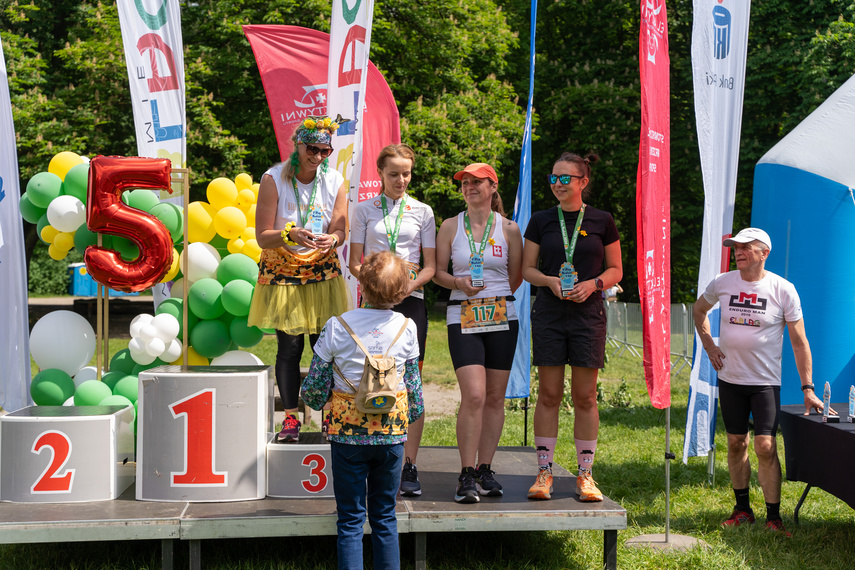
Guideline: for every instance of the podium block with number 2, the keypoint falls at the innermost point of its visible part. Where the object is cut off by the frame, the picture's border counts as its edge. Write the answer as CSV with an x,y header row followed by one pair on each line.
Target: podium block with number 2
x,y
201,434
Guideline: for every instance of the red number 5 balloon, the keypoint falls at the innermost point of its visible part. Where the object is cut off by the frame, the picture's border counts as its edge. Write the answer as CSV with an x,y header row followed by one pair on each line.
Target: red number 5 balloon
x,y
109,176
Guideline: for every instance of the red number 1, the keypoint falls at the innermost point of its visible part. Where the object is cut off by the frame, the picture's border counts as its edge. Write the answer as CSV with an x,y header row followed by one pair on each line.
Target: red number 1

- - -

Copy every one of the records above word for word, omitting the pictures.

TASK RESULT:
Guideline: for every instance of the podium block with number 2, the keypoint falls at the innermost point of its visible part. Where the object is cut off by the frame, the picture's border counts as its edge. Write the answer as CSV with an x,y header row followed by one pair on each line.
Target: podium block with number 2
x,y
201,434
Guideline: for every instance of the red number 5 balloon, the keypoint falls at the innermost point of its visible part. Where the object is cut off by the frame, the picture's border counts as its edge. Write the answer as CSV with an x,y header row followed by one pair on each line.
Target: red number 5 balloon
x,y
109,176
Guideline: for every instance of the red number 1, the keypoint falls at the innermost point of its visible part. Where the object is cut off by the frame, the picture's border counts as its edge. Write the answer as CSV with an x,y header row followed by one pair on each line.
Target: red number 1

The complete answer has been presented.